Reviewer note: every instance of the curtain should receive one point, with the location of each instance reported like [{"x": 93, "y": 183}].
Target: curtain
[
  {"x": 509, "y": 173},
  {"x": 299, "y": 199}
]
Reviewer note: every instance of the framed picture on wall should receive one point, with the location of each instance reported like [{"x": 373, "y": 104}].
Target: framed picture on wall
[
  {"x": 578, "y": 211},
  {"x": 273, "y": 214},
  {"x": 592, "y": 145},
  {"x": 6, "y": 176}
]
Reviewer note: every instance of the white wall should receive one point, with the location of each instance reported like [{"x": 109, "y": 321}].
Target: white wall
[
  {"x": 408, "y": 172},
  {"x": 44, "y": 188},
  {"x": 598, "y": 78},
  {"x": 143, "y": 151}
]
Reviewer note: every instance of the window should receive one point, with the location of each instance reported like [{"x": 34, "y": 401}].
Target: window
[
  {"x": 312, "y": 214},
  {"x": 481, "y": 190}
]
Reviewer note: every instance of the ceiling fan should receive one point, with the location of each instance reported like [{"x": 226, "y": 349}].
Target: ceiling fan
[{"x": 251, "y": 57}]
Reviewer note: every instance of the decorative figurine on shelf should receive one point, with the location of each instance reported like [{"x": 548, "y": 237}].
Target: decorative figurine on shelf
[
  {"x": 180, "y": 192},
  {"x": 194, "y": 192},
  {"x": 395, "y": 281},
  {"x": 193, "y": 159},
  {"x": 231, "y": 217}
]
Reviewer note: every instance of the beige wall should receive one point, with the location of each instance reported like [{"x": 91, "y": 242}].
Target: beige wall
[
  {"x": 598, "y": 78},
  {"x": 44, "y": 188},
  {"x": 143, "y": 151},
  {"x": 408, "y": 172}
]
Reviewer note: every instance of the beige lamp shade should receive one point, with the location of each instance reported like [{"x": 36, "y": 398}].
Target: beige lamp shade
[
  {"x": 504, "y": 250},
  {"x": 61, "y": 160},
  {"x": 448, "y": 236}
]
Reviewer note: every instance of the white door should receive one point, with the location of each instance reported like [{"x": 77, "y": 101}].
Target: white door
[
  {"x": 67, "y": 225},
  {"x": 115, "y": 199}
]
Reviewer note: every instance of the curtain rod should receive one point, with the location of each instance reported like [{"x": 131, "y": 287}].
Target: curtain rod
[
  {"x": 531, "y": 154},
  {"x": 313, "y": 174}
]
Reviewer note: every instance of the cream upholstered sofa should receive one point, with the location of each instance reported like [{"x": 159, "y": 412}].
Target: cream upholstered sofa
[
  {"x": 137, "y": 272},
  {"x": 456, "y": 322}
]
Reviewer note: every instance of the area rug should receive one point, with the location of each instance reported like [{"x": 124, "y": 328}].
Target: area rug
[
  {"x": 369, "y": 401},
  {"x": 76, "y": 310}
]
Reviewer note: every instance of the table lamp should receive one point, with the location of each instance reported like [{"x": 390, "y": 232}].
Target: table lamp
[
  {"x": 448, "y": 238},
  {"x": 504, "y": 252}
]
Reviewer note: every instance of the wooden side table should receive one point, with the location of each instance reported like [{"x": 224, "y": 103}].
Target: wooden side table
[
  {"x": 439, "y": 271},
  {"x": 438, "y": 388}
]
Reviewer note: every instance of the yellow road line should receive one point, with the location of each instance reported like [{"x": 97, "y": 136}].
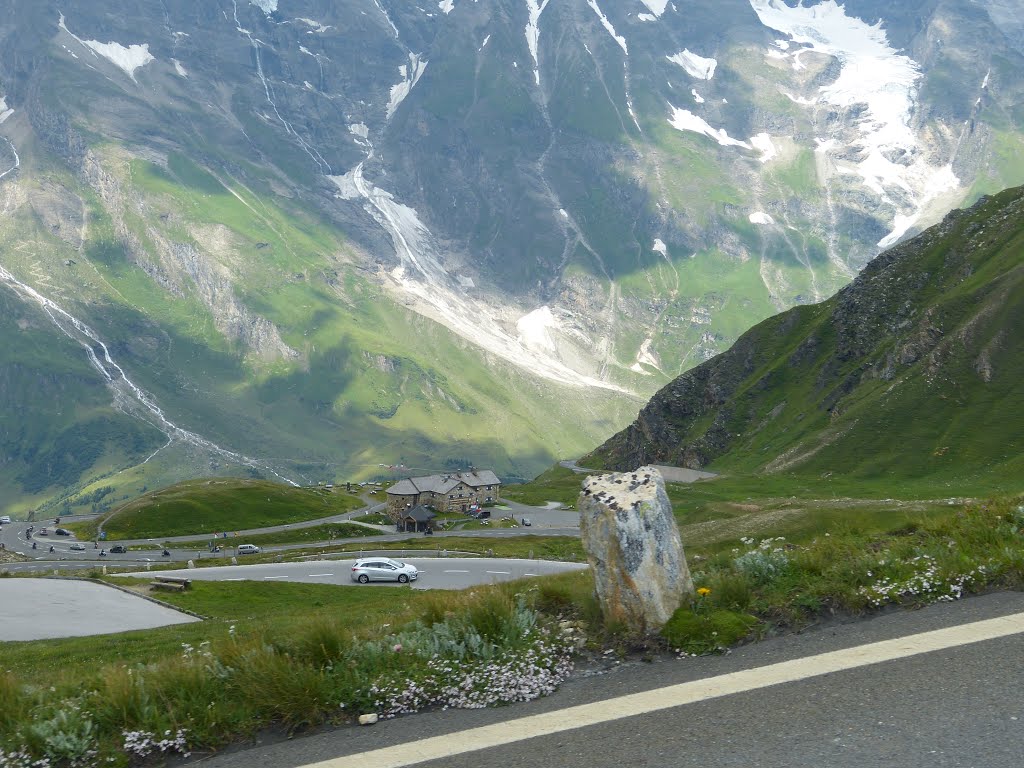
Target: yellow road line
[{"x": 583, "y": 716}]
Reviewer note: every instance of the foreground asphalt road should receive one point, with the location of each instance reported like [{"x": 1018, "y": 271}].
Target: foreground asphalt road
[{"x": 957, "y": 707}]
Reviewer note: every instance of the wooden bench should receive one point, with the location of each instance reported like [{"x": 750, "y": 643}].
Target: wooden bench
[{"x": 171, "y": 584}]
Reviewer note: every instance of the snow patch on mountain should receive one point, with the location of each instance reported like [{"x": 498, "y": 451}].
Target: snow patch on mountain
[
  {"x": 411, "y": 75},
  {"x": 697, "y": 67},
  {"x": 313, "y": 25},
  {"x": 127, "y": 58},
  {"x": 684, "y": 120},
  {"x": 763, "y": 142},
  {"x": 17, "y": 161},
  {"x": 656, "y": 6},
  {"x": 645, "y": 356},
  {"x": 534, "y": 9},
  {"x": 607, "y": 26},
  {"x": 882, "y": 84},
  {"x": 434, "y": 292},
  {"x": 535, "y": 329}
]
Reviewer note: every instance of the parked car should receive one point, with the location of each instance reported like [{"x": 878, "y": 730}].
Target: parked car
[{"x": 383, "y": 569}]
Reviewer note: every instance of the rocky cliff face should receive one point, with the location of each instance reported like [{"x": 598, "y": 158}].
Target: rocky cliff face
[
  {"x": 564, "y": 202},
  {"x": 915, "y": 364}
]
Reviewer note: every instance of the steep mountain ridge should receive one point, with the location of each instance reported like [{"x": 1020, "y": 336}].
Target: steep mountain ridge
[
  {"x": 325, "y": 236},
  {"x": 913, "y": 370}
]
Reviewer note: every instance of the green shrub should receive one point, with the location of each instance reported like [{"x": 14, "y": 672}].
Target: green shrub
[
  {"x": 730, "y": 590},
  {"x": 764, "y": 564},
  {"x": 693, "y": 632}
]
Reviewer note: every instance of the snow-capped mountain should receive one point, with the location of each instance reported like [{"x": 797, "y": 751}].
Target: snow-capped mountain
[{"x": 307, "y": 238}]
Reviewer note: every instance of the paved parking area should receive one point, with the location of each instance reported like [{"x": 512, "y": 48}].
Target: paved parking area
[{"x": 41, "y": 608}]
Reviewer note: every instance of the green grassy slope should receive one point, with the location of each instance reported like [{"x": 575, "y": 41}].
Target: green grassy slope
[
  {"x": 914, "y": 371},
  {"x": 213, "y": 506}
]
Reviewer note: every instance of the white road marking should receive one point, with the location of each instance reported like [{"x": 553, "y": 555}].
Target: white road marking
[{"x": 510, "y": 731}]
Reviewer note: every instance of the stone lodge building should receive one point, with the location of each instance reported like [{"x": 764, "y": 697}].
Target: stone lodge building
[{"x": 446, "y": 493}]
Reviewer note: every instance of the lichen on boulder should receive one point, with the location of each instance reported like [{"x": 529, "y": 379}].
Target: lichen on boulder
[{"x": 633, "y": 544}]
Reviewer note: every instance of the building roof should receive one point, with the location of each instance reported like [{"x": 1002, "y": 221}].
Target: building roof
[{"x": 443, "y": 483}]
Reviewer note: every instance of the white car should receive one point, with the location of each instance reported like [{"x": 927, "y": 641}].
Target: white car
[{"x": 383, "y": 569}]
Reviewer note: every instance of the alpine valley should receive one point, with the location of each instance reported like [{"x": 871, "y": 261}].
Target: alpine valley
[{"x": 301, "y": 239}]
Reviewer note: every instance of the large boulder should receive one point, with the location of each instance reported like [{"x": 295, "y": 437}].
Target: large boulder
[{"x": 633, "y": 545}]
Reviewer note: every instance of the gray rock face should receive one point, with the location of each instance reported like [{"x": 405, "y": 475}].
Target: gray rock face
[{"x": 633, "y": 545}]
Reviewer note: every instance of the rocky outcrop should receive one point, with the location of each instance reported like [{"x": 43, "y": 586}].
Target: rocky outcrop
[
  {"x": 925, "y": 323},
  {"x": 633, "y": 545}
]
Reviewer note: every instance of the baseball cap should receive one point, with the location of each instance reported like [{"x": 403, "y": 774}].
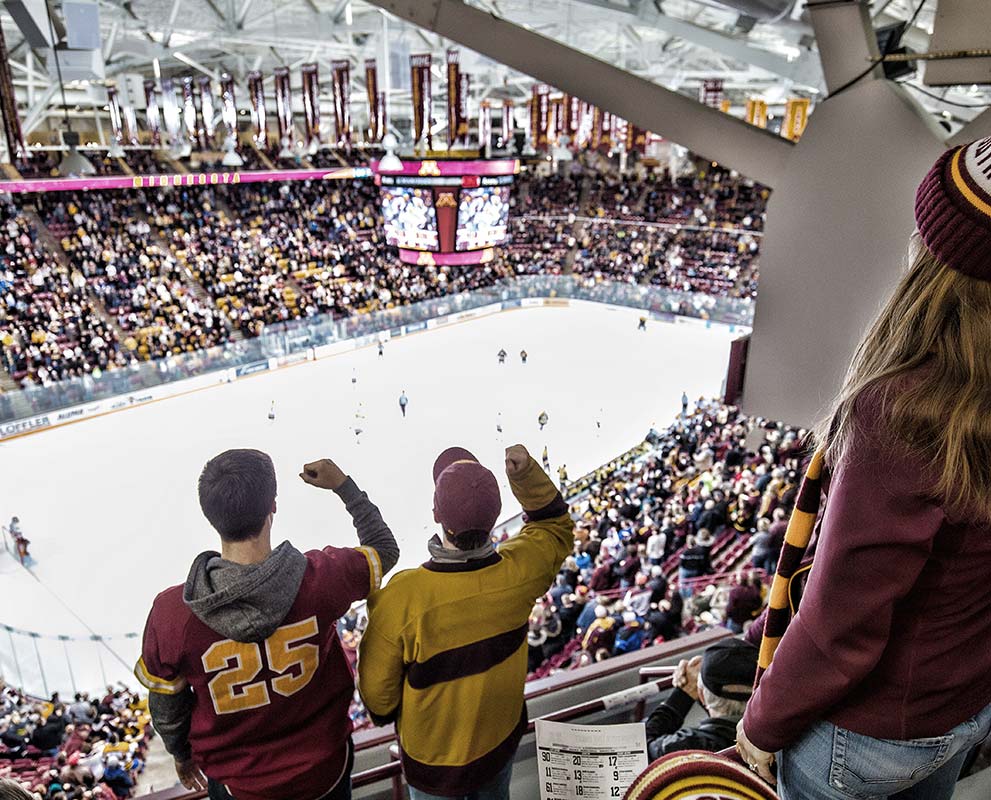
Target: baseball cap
[
  {"x": 466, "y": 494},
  {"x": 729, "y": 668}
]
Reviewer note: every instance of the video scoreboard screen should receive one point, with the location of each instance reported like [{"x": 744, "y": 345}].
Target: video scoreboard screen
[
  {"x": 447, "y": 212},
  {"x": 410, "y": 218}
]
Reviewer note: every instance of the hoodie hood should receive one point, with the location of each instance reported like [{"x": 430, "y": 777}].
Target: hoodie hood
[{"x": 244, "y": 602}]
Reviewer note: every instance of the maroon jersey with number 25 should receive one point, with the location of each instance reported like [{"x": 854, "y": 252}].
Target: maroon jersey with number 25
[{"x": 272, "y": 713}]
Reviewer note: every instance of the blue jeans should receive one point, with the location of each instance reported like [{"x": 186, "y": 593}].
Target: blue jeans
[
  {"x": 496, "y": 789},
  {"x": 832, "y": 763}
]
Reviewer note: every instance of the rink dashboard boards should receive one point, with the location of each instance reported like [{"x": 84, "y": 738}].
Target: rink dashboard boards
[{"x": 447, "y": 212}]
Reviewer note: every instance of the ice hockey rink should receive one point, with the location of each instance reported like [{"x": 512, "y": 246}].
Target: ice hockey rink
[{"x": 110, "y": 503}]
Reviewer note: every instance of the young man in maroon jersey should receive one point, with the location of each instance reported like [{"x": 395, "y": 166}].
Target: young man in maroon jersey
[{"x": 248, "y": 682}]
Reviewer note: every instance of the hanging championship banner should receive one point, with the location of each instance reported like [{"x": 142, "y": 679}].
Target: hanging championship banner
[
  {"x": 257, "y": 91},
  {"x": 383, "y": 120},
  {"x": 796, "y": 118},
  {"x": 8, "y": 107},
  {"x": 189, "y": 111},
  {"x": 420, "y": 77},
  {"x": 606, "y": 142},
  {"x": 619, "y": 128},
  {"x": 756, "y": 113},
  {"x": 586, "y": 125},
  {"x": 507, "y": 122},
  {"x": 228, "y": 110},
  {"x": 283, "y": 105},
  {"x": 116, "y": 126},
  {"x": 484, "y": 126},
  {"x": 553, "y": 120},
  {"x": 207, "y": 110},
  {"x": 341, "y": 83},
  {"x": 151, "y": 112},
  {"x": 170, "y": 111},
  {"x": 636, "y": 139},
  {"x": 711, "y": 92},
  {"x": 572, "y": 116},
  {"x": 311, "y": 102},
  {"x": 539, "y": 113},
  {"x": 464, "y": 120},
  {"x": 453, "y": 98},
  {"x": 372, "y": 90},
  {"x": 130, "y": 125}
]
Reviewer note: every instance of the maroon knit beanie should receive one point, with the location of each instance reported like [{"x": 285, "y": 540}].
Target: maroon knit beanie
[
  {"x": 466, "y": 494},
  {"x": 953, "y": 209}
]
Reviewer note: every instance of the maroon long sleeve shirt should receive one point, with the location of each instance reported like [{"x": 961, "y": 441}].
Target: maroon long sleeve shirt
[{"x": 893, "y": 636}]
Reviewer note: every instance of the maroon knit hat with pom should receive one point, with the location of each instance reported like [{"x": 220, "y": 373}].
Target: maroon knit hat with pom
[
  {"x": 466, "y": 494},
  {"x": 953, "y": 209}
]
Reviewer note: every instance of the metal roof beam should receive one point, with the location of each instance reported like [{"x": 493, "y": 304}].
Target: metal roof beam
[
  {"x": 710, "y": 133},
  {"x": 803, "y": 70}
]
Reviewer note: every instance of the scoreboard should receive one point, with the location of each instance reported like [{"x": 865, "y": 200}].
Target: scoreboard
[{"x": 447, "y": 212}]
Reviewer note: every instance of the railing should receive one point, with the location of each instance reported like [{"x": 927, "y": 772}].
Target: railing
[
  {"x": 285, "y": 340},
  {"x": 560, "y": 683}
]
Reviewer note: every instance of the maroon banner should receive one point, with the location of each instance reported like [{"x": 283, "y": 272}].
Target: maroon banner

# [Problem details]
Reproduce the items above word for word, starting at the line that contains "Reviewer note: every instance of the maroon banner" and continuing through the last line of the items.

# [Exercise result]
Reviewer note: every instance of the maroon banner should receive one point, with the location of each instance reported like [{"x": 283, "y": 272}].
Target: maroon banner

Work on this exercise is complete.